Quoted passage ▸
No other pleadings, demurrers, or motion of any kind or character were filed before the rendition of the following judgment, but all the parties were represented by attorneys at the hearing on the petitions and each attorney cross-examined the witnesses of the opposing claimants and introduced evidence in opposition to each other’s claims, and the several attorneys argued before the court the relative merits of his client’s claim.
The court thereafter made a finding upon which he entered the following judgment:
“It is, therefore, ordered and adjudged by the court that said Albert Bernhard, executor of the last will of said George Bernhard, deceased, turn over, deliver and pay to South Bend Old People’s Home, Inc., the entire residue of the property, money and assets of the said estate, remaining after the payment of the indebtedness of the estate, expenses of administration and the specific legacies, and it is further ordered and adjudged by the court that the petitioner, Haven-Hubbard Memorial Old People’s Home of the Evangelical Association of St. Joseph County, Indiana, take nothing by its petition herein, and further that the petitioners, Ebenezer’s Old People’s Home of the Evangelical Association of Ebenezer, New York, and others, take nothing by their petitions filed herein. And it is further ordered and adjudged that the petitioner, South Bend Old People’s Home, Inc., recover its costs made on said *640three petitions, from the petitioners, the Haven-Hubbard Memorial Old People’s Home of the Evangelical Association of St. Joseph County, Indiana, and Ebenezer’s Old People’s Home of the Evangelical Association of Ebenezer, New York, and others, taxed at $-.”

Instruction 1 ▸ Render the part of the records that opens with the line containing "class=decorative keystone carving | pipe bbox" and closes with the line containing "[0,0,169,364]", both included, as a numbered list without blank lines.
The court judgment excerpt and the records have nothing to do with each other.

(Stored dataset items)

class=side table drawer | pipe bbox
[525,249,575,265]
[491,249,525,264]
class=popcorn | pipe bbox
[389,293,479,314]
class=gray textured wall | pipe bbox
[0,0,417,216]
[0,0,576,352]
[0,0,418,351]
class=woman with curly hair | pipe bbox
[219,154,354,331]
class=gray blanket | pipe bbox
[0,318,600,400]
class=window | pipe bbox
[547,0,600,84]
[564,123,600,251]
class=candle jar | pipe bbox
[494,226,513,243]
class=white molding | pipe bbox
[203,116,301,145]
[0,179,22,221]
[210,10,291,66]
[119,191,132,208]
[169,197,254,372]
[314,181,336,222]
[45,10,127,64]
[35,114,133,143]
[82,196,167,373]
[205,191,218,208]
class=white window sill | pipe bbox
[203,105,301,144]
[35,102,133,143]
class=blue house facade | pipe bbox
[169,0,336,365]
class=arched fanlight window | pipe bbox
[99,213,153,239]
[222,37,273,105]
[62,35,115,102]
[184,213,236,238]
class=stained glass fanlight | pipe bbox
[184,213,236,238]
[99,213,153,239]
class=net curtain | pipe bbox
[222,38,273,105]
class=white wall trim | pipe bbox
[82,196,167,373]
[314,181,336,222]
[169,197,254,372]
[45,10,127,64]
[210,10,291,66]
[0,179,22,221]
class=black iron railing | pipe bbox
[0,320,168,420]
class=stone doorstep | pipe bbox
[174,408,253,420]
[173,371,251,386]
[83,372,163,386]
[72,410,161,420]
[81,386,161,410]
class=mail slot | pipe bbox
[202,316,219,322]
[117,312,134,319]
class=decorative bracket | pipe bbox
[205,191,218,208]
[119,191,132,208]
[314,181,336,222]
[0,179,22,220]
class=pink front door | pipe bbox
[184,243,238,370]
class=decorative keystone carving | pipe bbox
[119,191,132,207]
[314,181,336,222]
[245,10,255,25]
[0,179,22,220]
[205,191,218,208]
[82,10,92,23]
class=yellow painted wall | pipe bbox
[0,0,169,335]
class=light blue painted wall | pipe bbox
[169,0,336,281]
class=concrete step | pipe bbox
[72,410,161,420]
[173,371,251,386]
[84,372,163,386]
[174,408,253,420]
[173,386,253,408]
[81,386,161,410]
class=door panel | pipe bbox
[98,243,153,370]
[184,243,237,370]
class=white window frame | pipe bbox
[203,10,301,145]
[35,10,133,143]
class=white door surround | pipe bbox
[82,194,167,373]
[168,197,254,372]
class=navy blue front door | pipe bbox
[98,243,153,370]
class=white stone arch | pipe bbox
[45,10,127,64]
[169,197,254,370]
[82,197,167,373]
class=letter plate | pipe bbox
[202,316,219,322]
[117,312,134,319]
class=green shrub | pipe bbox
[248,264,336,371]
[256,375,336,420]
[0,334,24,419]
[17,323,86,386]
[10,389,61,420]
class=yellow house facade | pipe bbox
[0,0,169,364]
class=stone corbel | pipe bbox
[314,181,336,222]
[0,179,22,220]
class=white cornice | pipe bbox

Instruction 2 ▸ Carry the court judgment excerpt further, picking up right after its last sentence.

Exercise response 1 ▸
1. class=decorative keystone carving | pipe bbox
2. [119,191,132,207]
3. [314,181,336,222]
4. [245,10,255,25]
5. [0,179,22,220]
6. [205,191,218,208]
7. [82,10,92,23]
8. class=yellow painted wall | pipe bbox
9. [0,0,169,335]
10. class=light blue painted wall | pipe bbox
11. [169,0,336,281]
12. class=concrete step | pipe bbox
13. [72,410,161,420]
14. [173,371,251,386]
15. [84,372,163,386]
16. [174,408,253,420]
17. [173,386,253,408]
18. [81,386,161,410]
19. class=door panel | pipe bbox
20. [98,243,153,370]
21. [184,243,237,370]
22. class=white window frame | pipe bbox
23. [203,10,301,145]
24. [35,10,133,143]
25. class=white door surround | pipe bbox
26. [82,194,167,373]
27. [168,197,254,372]
28. class=navy blue front door | pipe bbox
29. [98,243,153,370]
30. class=white stone arch | pipe bbox
31. [45,10,127,64]
32. [169,197,254,370]
33. [82,197,167,373]
34. class=letter plate | pipe bbox
35. [202,316,219,322]
36. [117,312,134,319]
37. class=green shrub | pipe bbox
38. [248,264,336,371]
39. [256,375,336,420]
40. [0,334,24,419]
41. [17,323,86,386]
42. [10,389,61,420]
43. class=yellow house facade | pipe bbox
44. [0,0,169,364]

Exercise response 2 ▸
thus deciding the question as to who was entitled to the residue under the will.
Appellants here filed a motion for a new trial, which motion was overruled. An appeal followed to the Supreme Court. That court ordered the appeal transferred to this court for want of jurisdiction and this court dismissed said appeal on the ground that the South Bend Old People’s Home, Inc., the party in whose favor the judgment appealed from was rendered, had not been made a party to the appeal. That case is Ebenezer’s Old People’s Home v. Bernhard, Exr. (1930), and is reported in 91 Ind. App. 189, 170 N. E. 616.
Thereafter certain heirs at law of said decedent commenced the present action in the St. Joseph Circuit Court, to have the court declare that said decedent died intestate as to the residue of his estate and that, therefore, the title to the residue vested in his heirs. The Ebenezer Homes filed a separate cross-complaint, to which cross-complaint the South Bend Old People’s Home, Inc., filed an answer in two paragraphs: (1) general denial; and (2) pleading former adjudication, the basis of which was the judgment rendered by the St. Joseph Circuit Court. On change of venue the case was sent to the Marshall Circuit Court and after trial the court made a special finding of facts and stated conclusions of law in favor of the South Bend Old People’s Home, who was a defendant, and against the plaintiff and the defendants, Ebenezer Homes, both on the complaint and on the cross-complaint.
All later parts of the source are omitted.